_Selected text_
British cars dominated the medium-sized categories. There were six Rileys entered, including a squad of four works cars. Following on from its successful Brooklands Six racer of the start of the decade, two new designs were unveiled in 1934. The MPH had a 1458cc straight-six engine that now put out 70 bhp, while the Riley Nine Imp, was a short-wheelbase, low-slung version of the Riley Nine, with its 50 bhp 1087cc 4-cylinder engine. For their racing debuts, five cars were brought to Le Mans. Two of the MPHs were entered, for Freddie Dixon / Cyril Paul and Frenchmen Jean Sébilleau / Georges Delaroche. There were also three Imps, including a private effort sponsored by Dorothy Champney (who would soon marry managing director Victor Riley), who had Kay Petre as her co-driver. Those five cars all had the new Wilson pre-selector gearbox.
The works team also entered their last, unsold, Brooklands Nine taking the Biennial Cup spot. It was the one raced the previous year by Sébilleau / Delaroche and given to Ken Peacock and Bill van der Becke, who had earned the entry in that race finishing fourth.

This was the first race for the new Aston Martin design, the Mark 2 Le Mans, from Technical Director ”Bert” Bertelli. The 1.5-litre engine was developed from their racing experience and in the special lightened frame, could get the cars up to 175 kp/h (110 mph). The works team was managed by former Le Mans winner Sammy Davis, with three cars, led by Bertelli himself. There were also two private entries.

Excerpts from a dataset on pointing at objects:
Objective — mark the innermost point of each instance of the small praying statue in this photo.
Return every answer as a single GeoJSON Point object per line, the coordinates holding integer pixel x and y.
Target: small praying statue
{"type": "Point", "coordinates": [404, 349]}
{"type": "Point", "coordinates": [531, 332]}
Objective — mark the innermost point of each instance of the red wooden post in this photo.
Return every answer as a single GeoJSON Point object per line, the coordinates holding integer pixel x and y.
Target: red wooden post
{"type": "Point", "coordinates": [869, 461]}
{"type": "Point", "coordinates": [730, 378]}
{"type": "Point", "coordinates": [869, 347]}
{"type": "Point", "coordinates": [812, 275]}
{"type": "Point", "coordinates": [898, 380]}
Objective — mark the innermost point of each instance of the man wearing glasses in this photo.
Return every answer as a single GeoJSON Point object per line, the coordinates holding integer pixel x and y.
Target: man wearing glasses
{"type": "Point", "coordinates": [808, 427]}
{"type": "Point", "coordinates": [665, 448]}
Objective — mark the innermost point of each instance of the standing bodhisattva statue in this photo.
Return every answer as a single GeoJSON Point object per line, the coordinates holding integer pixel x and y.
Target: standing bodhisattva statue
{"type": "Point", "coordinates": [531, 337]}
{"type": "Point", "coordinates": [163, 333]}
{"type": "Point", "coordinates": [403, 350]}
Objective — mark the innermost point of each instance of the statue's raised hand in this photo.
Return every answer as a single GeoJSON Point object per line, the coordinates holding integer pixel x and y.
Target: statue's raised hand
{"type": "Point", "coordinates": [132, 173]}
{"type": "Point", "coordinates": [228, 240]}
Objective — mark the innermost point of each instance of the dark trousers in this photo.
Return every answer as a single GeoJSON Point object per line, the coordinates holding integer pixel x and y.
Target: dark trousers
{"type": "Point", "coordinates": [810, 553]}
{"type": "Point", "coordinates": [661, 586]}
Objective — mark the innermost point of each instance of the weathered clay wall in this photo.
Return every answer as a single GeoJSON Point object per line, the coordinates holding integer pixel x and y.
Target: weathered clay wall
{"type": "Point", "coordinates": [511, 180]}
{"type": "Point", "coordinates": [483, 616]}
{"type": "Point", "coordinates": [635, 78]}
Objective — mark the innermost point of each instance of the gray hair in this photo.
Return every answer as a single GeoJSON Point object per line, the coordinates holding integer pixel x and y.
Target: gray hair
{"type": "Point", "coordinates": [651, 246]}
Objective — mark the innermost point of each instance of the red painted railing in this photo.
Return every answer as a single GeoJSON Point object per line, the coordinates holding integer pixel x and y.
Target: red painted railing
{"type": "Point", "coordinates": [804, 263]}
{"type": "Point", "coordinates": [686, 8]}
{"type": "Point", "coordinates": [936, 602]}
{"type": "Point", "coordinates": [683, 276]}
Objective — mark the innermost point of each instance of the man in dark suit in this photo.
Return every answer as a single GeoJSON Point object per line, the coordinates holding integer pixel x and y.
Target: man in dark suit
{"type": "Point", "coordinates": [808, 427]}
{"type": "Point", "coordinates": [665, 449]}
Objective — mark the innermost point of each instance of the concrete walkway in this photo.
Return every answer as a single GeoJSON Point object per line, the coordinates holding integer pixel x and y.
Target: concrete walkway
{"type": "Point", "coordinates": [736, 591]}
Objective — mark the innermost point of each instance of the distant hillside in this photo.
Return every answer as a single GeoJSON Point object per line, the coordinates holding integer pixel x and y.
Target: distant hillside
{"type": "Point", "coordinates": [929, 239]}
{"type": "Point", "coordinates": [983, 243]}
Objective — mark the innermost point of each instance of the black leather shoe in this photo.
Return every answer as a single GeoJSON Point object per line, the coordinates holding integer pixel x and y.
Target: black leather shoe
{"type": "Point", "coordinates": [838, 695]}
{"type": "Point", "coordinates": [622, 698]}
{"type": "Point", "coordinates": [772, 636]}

_What the task asks_
Can you repeat, word for word, the part of the Le Mans passage that opens with the words containing "The works team also" and closes with "two private entries."? These entries have no connection to the Le Mans passage.

_Output for this task_
The works team also entered their last, unsold, Brooklands Nine taking the Biennial Cup spot. It was the one raced the previous year by Sébilleau / Delaroche and given to Ken Peacock and Bill van der Becke, who had earned the entry in that race finishing fourth.

This was the first race for the new Aston Martin design, the Mark 2 Le Mans, from Technical Director ”Bert” Bertelli. The 1.5-litre engine was developed from their racing experience and in the special lightened frame, could get the cars up to 175 kp/h (110 mph). The works team was managed by former Le Mans winner Sammy Davis, with three cars, led by Bertelli himself. There were also two private entries.